◆ Trabajo requerido ◆
Actualiza el listado desde la línea que contiene "Phrase: standing crowd on roadside" hasta el final, con ambos extremos incluidos, cambiando "parched ground" por "cracked earth" y dejando todo lo demás igual. Devuelve solo esas líneas.

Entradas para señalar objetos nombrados
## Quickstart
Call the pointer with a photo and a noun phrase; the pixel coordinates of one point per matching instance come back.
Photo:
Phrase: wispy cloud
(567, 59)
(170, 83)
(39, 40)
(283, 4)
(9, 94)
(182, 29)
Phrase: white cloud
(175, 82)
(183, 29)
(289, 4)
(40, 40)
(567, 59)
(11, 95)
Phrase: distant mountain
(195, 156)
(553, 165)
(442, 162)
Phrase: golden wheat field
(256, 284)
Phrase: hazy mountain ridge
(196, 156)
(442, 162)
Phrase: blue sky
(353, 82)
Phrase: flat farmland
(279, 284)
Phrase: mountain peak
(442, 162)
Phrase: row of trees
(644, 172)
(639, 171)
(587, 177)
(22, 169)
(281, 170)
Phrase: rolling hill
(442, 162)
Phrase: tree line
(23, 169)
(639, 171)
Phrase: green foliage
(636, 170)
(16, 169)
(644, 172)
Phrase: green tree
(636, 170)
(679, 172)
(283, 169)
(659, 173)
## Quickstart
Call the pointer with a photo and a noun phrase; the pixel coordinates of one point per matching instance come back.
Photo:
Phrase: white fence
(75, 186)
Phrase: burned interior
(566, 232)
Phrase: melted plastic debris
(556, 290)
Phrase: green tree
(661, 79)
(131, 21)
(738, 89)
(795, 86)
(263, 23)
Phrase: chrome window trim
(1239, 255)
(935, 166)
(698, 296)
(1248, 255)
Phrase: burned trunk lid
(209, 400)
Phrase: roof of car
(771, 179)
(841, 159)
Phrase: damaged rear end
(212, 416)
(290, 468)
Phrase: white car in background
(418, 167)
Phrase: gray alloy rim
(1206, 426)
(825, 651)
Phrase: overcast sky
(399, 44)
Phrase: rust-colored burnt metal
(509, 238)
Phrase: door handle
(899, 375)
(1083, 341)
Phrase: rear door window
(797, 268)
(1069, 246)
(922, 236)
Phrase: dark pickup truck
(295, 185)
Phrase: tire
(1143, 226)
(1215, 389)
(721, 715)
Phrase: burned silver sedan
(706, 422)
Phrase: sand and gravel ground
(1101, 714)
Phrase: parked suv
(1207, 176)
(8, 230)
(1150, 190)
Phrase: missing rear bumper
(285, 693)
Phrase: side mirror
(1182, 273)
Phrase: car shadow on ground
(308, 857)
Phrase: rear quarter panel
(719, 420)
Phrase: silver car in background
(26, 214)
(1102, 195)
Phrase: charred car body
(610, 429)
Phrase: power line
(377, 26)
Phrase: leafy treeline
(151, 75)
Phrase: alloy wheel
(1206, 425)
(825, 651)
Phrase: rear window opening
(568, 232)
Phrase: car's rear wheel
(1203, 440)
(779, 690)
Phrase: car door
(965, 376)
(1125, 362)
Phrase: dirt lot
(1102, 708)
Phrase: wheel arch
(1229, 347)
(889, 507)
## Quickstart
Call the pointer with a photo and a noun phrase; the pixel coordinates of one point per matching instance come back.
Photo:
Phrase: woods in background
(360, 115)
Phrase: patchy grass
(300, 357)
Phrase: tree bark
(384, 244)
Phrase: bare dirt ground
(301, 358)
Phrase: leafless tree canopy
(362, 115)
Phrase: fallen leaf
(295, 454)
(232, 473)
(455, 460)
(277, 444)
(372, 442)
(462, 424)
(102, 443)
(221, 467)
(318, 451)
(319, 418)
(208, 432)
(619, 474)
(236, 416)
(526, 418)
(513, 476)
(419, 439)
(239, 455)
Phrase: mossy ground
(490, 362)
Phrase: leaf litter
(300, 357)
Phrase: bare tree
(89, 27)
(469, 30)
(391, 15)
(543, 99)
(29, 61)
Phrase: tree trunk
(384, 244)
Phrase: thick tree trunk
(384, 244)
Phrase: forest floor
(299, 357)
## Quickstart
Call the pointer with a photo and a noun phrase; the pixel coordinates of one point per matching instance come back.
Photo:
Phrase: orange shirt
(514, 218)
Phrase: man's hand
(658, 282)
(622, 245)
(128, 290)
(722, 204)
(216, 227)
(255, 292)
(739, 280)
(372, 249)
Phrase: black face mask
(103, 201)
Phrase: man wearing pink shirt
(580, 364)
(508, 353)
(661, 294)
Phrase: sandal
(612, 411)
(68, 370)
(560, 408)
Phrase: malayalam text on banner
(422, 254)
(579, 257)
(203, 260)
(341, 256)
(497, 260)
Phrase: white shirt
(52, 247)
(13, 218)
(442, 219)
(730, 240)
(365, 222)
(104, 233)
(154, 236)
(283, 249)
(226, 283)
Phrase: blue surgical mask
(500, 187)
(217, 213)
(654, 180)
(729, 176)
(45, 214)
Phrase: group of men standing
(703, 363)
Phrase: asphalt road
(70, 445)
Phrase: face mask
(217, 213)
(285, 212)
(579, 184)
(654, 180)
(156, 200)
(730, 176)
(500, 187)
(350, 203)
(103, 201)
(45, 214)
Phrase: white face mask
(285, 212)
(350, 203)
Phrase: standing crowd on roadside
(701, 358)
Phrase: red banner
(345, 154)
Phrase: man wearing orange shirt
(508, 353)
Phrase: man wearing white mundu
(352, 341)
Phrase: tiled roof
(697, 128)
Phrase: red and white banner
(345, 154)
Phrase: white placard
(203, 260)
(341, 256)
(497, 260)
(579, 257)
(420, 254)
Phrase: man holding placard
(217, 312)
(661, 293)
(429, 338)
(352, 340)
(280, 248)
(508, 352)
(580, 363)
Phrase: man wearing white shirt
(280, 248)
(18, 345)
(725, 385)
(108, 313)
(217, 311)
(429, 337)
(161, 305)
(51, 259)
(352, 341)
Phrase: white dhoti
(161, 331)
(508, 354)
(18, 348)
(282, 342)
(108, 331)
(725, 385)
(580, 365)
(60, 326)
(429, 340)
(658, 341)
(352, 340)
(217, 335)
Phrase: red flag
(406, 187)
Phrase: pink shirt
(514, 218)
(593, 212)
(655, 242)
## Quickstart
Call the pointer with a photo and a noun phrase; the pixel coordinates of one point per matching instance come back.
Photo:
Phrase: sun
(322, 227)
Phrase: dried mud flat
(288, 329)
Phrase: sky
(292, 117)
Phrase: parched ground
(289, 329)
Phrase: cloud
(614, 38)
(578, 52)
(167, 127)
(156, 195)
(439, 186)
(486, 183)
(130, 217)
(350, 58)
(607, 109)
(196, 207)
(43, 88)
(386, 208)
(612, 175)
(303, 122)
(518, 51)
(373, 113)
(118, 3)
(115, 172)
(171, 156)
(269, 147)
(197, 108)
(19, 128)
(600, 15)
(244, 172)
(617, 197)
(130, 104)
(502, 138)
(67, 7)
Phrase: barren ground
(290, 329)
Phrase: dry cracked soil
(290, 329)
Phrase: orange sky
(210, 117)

◆ Resultado a continuación ◆
Phrase: standing crowd on roadside
(701, 358)
Phrase: red banner
(345, 154)
Phrase: man wearing orange shirt
(508, 353)
Phrase: man wearing white mundu
(352, 341)
Phrase: tiled roof
(697, 128)
Phrase: red and white banner
(345, 154)
Phrase: white placard
(203, 260)
(341, 256)
(497, 260)
(579, 257)
(420, 254)
Phrase: man holding placard
(217, 312)
(661, 293)
(429, 338)
(352, 340)
(280, 248)
(508, 352)
(580, 363)
Phrase: man wearing white shirt
(280, 248)
(18, 345)
(725, 385)
(108, 313)
(217, 311)
(429, 337)
(161, 305)
(51, 259)
(352, 341)
Phrase: white dhoti
(161, 331)
(508, 354)
(18, 348)
(282, 342)
(108, 331)
(725, 385)
(580, 365)
(60, 326)
(429, 340)
(658, 341)
(352, 340)
(217, 335)
Phrase: red flag
(406, 187)
Phrase: pink shirt
(514, 218)
(593, 212)
(655, 242)
## Quickstart
Call the pointer with a photo and a noun phrase; the pixel coordinates of one point per matching instance come back.
Photo:
Phrase: sun
(322, 227)
Phrase: dried mud flat
(288, 329)
Phrase: sky
(292, 117)
Phrase: cracked earth
(289, 329)
Phrase: cloud
(614, 38)
(578, 52)
(167, 127)
(156, 195)
(439, 186)
(486, 183)
(130, 217)
(350, 58)
(607, 109)
(196, 207)
(43, 88)
(386, 208)
(612, 175)
(303, 122)
(518, 51)
(373, 113)
(118, 3)
(115, 172)
(171, 156)
(269, 147)
(197, 108)
(19, 128)
(600, 15)
(244, 172)
(617, 197)
(130, 104)
(502, 138)
(67, 7)
Phrase: barren ground
(290, 329)
Phrase: dry cracked soil
(290, 329)
Phrase: orange sky
(210, 117)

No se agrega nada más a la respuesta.